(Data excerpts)
_ _ _ _

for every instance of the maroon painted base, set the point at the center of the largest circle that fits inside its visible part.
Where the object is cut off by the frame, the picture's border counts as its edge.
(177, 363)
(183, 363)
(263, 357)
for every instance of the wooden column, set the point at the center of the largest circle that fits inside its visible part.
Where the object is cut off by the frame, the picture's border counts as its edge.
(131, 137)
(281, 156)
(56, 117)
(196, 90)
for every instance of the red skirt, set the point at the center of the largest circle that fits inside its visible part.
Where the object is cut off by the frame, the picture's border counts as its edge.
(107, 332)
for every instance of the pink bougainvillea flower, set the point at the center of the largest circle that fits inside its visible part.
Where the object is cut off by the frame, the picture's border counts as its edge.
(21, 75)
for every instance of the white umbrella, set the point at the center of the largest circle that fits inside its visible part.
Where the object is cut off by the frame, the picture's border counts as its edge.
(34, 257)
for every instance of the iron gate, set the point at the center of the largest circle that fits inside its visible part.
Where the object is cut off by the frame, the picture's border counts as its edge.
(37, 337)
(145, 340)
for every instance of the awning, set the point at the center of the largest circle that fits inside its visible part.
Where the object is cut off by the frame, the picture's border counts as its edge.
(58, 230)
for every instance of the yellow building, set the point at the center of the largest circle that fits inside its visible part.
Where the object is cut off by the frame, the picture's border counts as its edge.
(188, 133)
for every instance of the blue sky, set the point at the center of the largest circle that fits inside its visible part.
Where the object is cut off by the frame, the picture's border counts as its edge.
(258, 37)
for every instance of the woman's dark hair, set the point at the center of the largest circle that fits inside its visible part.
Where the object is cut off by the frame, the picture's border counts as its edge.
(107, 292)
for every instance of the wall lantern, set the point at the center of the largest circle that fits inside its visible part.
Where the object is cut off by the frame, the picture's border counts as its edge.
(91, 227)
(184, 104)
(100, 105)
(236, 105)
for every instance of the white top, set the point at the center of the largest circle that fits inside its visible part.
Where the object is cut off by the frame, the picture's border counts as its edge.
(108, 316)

_ _ _ _

List all lines from the entries that include the word "circle".

ANSWER
for every instance of the maroon painted base, set the point at the center of the largest circle that fits inside its visible part.
for every instance of the wooden column, set the point at the center of the largest circle that fits inside its visible part.
for every instance of the red skirt, set the point at the center of the largest circle that fits inside its visible part.
for every instance of the pink bougainvillea flower, set the point at the center of the largest circle that fits inside its visible part.
for every instance of the white umbrella, set the point at the center of the largest circle that fits inside its visible part.
for every instance of the iron gate, set the point at the center of the largest circle that fits inside its visible part.
for every instance of the awning, set the point at the center of the largest circle that fits inside its visible part.
for every instance of the yellow building, set the point at the center of the largest circle that fits inside its visible part.
for every instance of the blue sky, set the point at the center of the largest circle that fits inside its visible part.
for every instance of the woman's dark hair, set the point at the center of the largest circle that fits inside its visible part.
for every instance of the wall lantern, set the point at the center of the largest circle that fits inside its visible part.
for every instance of the white top, set the point at the center of the largest circle that fits inside its visible part.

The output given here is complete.